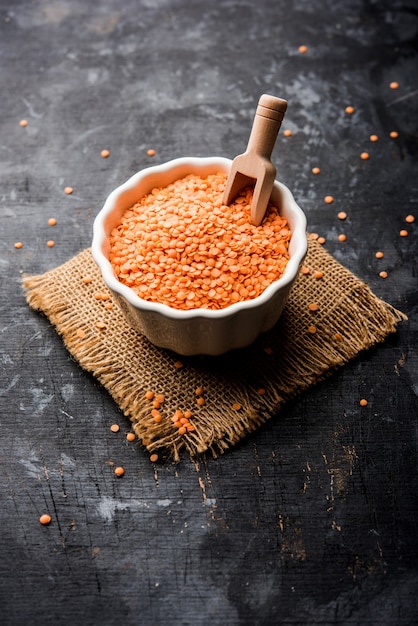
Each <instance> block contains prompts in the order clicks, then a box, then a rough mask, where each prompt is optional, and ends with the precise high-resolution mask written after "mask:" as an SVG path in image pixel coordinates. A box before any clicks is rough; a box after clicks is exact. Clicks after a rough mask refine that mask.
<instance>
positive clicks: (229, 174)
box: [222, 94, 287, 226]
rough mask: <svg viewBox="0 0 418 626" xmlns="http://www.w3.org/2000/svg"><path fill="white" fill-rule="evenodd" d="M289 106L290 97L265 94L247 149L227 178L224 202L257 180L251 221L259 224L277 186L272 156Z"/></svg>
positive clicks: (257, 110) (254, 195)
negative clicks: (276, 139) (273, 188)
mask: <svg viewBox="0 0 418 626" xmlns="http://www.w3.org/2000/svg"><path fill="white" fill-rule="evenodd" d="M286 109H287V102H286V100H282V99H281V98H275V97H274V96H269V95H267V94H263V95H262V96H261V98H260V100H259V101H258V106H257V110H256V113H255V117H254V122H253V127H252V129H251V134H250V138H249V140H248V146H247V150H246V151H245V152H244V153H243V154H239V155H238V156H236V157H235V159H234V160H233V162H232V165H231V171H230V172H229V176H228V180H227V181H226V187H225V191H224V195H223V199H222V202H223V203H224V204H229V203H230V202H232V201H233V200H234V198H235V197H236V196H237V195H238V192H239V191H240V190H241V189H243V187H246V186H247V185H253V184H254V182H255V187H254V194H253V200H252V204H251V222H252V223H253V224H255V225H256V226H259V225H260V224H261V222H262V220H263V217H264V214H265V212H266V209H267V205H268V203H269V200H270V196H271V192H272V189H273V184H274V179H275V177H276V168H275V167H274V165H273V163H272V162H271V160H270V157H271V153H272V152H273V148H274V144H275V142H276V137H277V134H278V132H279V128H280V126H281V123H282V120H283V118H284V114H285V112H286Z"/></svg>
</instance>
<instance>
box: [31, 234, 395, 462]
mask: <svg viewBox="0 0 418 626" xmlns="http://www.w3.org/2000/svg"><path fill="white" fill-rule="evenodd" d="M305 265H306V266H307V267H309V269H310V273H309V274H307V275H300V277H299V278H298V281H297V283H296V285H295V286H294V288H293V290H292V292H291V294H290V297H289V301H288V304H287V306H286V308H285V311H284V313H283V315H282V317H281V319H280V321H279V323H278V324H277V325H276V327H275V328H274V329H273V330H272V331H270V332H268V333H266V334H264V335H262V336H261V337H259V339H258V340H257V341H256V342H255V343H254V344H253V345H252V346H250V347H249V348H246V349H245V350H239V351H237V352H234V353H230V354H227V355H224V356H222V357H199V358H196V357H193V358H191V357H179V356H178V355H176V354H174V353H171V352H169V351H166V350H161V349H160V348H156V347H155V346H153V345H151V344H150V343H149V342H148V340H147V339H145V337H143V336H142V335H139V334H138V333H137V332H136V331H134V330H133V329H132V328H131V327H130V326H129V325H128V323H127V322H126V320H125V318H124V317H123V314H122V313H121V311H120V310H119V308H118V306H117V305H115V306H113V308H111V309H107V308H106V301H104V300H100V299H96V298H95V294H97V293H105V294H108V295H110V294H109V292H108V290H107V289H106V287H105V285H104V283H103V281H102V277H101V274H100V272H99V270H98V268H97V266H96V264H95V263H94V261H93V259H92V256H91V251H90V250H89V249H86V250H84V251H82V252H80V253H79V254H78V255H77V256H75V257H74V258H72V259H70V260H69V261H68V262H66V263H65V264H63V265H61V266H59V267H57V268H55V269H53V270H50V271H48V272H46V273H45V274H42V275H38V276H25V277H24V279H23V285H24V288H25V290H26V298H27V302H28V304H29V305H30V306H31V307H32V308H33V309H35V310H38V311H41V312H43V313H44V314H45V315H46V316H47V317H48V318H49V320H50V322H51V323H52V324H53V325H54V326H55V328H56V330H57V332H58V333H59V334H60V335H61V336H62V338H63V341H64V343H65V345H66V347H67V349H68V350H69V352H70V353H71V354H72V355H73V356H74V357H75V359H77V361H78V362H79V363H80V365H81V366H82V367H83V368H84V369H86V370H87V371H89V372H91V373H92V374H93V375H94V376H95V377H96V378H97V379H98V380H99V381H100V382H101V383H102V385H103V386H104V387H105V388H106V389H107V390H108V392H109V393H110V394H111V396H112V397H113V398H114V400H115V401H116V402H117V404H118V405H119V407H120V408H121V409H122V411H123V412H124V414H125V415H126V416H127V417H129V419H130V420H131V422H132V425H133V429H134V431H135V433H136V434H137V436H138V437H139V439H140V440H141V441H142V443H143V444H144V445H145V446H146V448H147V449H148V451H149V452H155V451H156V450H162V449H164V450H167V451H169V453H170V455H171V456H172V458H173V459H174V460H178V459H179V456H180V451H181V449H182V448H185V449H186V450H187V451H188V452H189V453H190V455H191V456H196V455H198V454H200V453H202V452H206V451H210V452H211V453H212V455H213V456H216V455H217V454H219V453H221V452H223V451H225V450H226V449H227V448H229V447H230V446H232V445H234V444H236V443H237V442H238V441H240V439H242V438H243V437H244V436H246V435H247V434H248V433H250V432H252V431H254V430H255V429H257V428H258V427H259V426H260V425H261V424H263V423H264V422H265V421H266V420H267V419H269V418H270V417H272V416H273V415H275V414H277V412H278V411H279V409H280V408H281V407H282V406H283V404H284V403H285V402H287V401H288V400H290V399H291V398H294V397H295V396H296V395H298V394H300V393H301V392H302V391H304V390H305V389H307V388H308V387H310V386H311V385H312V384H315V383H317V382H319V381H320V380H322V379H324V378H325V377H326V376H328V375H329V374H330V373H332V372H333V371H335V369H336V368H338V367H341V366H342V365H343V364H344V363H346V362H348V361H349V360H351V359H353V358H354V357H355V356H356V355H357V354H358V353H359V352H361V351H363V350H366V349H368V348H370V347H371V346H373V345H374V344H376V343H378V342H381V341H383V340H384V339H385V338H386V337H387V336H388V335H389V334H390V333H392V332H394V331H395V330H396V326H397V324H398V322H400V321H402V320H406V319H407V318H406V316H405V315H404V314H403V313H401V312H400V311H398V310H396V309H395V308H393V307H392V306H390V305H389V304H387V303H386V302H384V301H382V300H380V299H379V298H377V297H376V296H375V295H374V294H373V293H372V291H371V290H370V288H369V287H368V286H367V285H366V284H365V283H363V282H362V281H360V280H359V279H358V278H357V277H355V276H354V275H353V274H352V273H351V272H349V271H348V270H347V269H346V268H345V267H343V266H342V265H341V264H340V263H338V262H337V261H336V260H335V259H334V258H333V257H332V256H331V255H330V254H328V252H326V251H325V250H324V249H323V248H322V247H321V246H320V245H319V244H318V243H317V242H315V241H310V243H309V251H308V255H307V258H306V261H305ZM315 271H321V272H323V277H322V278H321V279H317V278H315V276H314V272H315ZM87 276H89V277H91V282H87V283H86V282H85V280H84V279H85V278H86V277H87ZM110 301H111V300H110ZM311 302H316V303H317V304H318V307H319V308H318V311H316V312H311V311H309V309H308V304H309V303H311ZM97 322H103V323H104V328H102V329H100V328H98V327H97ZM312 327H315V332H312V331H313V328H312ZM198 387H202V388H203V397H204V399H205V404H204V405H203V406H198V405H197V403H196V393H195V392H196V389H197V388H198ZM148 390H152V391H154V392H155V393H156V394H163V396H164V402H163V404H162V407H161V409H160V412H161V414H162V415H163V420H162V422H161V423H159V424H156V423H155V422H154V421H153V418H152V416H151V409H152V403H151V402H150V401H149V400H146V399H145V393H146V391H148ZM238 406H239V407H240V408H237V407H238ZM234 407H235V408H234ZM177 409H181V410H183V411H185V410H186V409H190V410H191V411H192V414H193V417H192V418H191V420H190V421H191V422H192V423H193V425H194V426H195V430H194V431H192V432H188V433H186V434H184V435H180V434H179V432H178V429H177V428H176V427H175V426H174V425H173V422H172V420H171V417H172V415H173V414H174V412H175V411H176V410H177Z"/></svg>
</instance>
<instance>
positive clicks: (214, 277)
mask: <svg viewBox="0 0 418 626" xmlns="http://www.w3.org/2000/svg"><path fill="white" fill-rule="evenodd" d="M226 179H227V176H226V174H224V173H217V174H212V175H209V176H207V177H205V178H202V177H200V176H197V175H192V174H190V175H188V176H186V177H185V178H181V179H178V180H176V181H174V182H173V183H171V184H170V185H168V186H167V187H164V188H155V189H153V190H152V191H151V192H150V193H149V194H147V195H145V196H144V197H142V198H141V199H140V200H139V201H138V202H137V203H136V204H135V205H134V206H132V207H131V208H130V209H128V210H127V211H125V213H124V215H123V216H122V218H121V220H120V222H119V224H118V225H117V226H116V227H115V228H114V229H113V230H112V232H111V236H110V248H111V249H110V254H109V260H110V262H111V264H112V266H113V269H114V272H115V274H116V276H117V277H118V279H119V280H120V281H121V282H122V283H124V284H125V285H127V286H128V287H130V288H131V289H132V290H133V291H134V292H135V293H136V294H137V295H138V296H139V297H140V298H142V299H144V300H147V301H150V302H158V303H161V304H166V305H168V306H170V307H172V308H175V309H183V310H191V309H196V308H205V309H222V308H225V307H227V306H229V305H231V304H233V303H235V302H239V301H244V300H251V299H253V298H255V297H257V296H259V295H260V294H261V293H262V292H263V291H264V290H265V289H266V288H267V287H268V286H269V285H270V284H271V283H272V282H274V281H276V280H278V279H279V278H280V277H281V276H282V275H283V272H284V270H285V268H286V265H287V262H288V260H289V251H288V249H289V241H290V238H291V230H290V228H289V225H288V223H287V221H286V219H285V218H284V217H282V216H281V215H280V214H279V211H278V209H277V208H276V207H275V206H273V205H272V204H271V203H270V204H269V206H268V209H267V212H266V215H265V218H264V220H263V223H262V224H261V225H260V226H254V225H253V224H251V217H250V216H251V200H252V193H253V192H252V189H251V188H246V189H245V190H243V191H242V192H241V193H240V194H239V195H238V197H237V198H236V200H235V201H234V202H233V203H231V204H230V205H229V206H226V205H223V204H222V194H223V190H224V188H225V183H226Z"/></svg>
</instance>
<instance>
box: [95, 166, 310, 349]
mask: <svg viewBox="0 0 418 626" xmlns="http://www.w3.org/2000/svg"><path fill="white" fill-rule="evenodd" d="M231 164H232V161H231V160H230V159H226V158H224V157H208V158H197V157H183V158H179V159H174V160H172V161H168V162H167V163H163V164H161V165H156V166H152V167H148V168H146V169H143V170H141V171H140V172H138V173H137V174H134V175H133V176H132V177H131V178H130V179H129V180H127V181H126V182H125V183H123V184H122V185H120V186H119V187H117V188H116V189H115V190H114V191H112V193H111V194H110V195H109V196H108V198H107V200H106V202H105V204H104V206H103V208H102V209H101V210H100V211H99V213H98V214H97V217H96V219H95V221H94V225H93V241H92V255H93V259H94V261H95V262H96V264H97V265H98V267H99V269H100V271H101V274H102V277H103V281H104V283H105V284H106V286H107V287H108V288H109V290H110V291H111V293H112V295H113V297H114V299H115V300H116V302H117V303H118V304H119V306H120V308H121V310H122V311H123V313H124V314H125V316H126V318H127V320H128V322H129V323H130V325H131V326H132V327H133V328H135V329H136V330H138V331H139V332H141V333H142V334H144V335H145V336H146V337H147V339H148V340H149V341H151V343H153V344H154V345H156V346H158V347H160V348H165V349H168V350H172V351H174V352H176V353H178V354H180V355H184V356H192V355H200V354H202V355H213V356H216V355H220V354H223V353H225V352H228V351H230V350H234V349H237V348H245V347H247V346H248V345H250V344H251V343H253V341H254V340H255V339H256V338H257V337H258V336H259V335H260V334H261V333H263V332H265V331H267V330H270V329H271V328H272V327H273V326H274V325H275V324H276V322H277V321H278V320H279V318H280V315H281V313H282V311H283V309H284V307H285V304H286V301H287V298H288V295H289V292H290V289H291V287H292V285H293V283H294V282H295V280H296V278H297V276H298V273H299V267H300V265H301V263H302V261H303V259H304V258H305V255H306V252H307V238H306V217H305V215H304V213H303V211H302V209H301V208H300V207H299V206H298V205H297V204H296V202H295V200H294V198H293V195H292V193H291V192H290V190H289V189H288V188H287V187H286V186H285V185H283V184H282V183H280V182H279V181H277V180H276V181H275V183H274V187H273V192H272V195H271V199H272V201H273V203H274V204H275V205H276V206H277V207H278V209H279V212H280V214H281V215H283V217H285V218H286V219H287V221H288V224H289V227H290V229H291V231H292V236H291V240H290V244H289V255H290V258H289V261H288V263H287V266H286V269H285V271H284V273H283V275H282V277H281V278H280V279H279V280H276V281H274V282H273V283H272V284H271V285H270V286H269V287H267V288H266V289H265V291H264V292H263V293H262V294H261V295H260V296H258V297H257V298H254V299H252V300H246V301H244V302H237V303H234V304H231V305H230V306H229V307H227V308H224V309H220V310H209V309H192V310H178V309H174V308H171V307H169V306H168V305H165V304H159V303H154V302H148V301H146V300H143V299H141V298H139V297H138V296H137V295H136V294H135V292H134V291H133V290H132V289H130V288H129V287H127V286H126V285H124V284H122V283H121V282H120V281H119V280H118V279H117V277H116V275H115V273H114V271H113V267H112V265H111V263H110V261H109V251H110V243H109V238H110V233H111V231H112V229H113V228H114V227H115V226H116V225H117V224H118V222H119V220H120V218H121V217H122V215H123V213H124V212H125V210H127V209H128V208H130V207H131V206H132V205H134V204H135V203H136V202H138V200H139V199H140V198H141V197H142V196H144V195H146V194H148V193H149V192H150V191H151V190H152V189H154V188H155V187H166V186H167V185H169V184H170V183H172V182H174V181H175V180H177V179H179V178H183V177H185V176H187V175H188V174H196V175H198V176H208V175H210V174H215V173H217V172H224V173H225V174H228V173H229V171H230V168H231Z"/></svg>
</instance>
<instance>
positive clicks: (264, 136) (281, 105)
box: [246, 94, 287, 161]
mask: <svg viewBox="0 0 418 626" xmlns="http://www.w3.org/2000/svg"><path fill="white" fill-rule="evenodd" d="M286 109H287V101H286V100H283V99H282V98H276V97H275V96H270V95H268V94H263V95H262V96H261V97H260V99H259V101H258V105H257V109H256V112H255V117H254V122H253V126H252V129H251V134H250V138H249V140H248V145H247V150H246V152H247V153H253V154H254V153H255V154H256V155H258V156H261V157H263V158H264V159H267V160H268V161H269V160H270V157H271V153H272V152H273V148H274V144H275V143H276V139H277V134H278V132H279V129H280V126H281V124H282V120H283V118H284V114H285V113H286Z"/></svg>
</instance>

---+---

ASSIGNMENT:
Both end lines included, restate word for word the lines above from the line with "rough mask: <svg" to the line with "positive clicks: (257, 110) (254, 195)", and nothing else.

ANSWER BOX:
rough mask: <svg viewBox="0 0 418 626" xmlns="http://www.w3.org/2000/svg"><path fill="white" fill-rule="evenodd" d="M289 106L290 97L265 94L247 149L227 178L224 202L257 180L251 221L259 224L277 186L272 156Z"/></svg>
positive clicks: (257, 110) (254, 195)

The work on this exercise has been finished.